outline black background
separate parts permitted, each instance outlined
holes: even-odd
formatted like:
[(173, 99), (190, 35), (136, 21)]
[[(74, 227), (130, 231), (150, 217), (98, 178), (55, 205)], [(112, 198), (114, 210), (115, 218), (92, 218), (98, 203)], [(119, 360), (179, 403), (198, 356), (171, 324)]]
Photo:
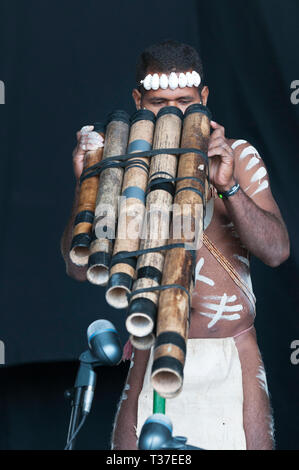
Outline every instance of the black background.
[[(124, 312), (103, 290), (65, 274), (60, 238), (70, 215), (75, 132), (113, 109), (134, 111), (138, 54), (174, 38), (201, 52), (209, 108), (226, 135), (257, 147), (291, 238), (291, 257), (271, 269), (252, 260), (256, 328), (278, 449), (299, 449), (298, 213), (299, 80), (296, 0), (99, 0), (0, 2), (1, 231), (0, 448), (59, 449), (69, 404), (63, 392), (86, 349), (86, 329), (109, 318), (127, 339)], [(109, 448), (127, 364), (103, 368), (78, 448)]]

************

(Exercise): Copy out the material word for word, without any images.

(Answer to this exercise):
outline black background
separate parts permitted, each instance outlined
holes: even-odd
formatted like:
[(173, 99), (190, 35), (136, 21)]
[[(74, 227), (130, 231), (150, 217), (98, 178), (55, 205)], [(112, 198), (114, 210), (115, 218), (92, 218), (98, 203)], [(119, 360), (179, 403), (198, 356), (171, 324)]]
Photo:
Outline every instance of the black background.
[[(124, 312), (103, 290), (65, 274), (60, 238), (70, 215), (75, 132), (113, 109), (134, 111), (138, 54), (174, 38), (201, 52), (209, 108), (226, 135), (257, 147), (291, 238), (291, 257), (271, 269), (252, 260), (256, 328), (278, 449), (299, 449), (298, 213), (299, 80), (296, 0), (99, 0), (0, 2), (1, 231), (0, 448), (59, 449), (69, 404), (63, 392), (86, 349), (86, 329), (109, 318), (127, 339)], [(109, 448), (127, 364), (103, 368), (78, 448)]]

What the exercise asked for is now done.